+++ INPUT RECORDS

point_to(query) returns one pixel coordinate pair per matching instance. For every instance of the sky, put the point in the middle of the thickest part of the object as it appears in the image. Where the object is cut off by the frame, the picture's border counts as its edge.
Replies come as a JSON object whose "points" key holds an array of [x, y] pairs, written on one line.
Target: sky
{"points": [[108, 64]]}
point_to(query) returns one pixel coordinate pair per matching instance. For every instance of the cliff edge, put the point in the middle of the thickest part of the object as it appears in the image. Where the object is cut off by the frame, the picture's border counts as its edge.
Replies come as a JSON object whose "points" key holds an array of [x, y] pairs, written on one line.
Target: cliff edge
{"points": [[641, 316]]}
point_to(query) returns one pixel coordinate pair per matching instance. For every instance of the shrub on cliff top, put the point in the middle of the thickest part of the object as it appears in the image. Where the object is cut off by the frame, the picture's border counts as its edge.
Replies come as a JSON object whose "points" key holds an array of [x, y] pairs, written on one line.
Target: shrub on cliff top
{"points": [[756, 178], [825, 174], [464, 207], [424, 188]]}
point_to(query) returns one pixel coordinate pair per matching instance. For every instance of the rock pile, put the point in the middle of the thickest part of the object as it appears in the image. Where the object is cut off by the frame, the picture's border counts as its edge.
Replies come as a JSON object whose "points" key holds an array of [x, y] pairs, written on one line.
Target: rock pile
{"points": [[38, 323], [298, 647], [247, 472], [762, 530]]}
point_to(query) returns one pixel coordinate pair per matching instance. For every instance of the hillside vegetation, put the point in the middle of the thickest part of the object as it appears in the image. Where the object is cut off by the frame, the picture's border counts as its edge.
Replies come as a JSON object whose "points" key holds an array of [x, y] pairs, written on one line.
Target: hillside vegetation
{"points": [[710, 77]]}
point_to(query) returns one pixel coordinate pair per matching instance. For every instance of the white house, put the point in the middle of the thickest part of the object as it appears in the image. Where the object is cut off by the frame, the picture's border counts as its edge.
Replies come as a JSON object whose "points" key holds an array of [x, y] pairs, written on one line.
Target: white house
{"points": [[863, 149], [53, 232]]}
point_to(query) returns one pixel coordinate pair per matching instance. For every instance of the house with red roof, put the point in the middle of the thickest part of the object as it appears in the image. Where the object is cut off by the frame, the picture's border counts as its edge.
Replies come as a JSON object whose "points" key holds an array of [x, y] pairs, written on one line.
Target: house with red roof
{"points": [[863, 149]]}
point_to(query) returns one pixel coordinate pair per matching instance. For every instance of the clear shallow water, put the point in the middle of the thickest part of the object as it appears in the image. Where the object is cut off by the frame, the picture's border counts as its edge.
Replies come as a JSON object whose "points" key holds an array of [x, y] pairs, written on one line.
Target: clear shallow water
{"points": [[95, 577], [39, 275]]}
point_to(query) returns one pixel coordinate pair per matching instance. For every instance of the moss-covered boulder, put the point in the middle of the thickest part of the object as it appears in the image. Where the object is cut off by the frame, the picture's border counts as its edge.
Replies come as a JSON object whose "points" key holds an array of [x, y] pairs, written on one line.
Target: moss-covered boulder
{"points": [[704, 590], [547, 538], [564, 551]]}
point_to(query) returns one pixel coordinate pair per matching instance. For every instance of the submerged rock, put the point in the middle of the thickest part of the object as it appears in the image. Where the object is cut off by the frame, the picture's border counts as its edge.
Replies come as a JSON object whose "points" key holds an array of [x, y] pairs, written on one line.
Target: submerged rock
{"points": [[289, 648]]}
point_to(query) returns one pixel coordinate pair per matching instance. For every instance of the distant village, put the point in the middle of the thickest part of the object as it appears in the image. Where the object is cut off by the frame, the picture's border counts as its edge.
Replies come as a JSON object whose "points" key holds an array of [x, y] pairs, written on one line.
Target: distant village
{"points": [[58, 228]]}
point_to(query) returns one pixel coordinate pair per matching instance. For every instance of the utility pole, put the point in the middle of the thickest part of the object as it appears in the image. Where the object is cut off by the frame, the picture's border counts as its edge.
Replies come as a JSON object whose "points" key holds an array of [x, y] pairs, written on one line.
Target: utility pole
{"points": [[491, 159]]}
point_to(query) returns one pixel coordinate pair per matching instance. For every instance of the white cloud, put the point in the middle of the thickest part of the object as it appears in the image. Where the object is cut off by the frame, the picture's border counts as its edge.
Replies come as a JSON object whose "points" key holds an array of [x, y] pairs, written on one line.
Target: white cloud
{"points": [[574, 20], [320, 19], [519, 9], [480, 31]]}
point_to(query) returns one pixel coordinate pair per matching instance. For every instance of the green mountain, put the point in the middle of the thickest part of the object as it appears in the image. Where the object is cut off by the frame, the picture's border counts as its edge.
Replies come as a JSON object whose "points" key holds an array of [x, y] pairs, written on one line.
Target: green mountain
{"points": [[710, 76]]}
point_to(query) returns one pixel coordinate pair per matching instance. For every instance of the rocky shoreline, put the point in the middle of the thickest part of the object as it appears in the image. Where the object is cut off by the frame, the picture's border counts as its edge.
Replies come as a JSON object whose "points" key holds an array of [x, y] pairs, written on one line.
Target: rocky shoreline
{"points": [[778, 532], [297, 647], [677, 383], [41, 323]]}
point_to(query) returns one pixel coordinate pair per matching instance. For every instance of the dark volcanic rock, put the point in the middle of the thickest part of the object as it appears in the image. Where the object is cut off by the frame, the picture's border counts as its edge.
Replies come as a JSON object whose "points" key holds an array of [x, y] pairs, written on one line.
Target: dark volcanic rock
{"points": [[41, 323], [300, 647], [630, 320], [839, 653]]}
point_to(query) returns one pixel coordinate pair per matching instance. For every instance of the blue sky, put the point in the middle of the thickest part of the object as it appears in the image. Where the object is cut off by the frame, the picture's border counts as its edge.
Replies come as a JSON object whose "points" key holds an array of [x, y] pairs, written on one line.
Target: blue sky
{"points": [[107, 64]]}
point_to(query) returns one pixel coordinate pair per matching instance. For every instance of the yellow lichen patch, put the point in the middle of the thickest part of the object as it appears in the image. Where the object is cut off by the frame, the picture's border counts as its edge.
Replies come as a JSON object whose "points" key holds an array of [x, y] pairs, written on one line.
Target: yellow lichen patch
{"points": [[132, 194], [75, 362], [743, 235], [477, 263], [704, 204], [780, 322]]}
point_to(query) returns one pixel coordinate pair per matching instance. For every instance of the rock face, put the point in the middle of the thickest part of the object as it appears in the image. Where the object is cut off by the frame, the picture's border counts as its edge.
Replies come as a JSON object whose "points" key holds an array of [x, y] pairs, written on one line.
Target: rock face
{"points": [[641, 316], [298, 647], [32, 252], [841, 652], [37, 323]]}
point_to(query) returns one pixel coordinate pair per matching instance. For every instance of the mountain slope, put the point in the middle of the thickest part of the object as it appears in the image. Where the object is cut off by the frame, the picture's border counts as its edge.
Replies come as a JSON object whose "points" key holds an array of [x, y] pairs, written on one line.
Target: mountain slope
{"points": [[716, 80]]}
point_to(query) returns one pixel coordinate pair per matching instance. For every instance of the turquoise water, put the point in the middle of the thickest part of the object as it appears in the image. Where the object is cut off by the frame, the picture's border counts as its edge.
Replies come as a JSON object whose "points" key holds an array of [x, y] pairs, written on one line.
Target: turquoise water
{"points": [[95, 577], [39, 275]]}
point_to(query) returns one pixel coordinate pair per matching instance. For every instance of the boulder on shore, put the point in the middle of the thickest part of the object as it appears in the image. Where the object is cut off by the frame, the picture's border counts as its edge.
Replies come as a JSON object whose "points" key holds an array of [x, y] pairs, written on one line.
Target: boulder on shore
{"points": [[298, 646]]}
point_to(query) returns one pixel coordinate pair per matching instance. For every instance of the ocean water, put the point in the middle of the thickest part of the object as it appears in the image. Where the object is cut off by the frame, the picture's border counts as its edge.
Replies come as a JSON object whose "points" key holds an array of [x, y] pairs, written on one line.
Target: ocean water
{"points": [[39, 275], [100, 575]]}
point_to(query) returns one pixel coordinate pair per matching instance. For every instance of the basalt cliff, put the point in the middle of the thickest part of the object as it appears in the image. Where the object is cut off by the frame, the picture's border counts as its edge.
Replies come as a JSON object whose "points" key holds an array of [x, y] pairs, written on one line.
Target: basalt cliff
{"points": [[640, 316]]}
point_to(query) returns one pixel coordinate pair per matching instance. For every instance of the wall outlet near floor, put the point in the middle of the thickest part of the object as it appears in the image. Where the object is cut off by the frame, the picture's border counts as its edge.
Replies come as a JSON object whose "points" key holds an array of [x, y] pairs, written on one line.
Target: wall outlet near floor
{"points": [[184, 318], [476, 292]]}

++++++

TRY IT =
Given the data above, transcribe exactly the lines from the one containing "of the basalt" down to the one containing "of the wall", and no others.

TASK OUTPUT =
point_to(query) returns one pixel coordinate pair per matching instance. For every instance of the basalt cliff, put the point in the middle of the thickest part of the object as it appears in the image. Where the object is cut off by the frame, the picture's border counts as its edge.
Replies come as a JSON object whose "points" key holds an array of [x, y] pairs, written on one line.
Target: basalt cliff
{"points": [[640, 316]]}
point_to(query) returns one pixel coordinate pair per matching instance. For every instance of the wall outlet near floor, put the point in the middle of the thickest part of the object as it appears in the image. Where the object is cut off by the frame, the picture's border counts as its edge.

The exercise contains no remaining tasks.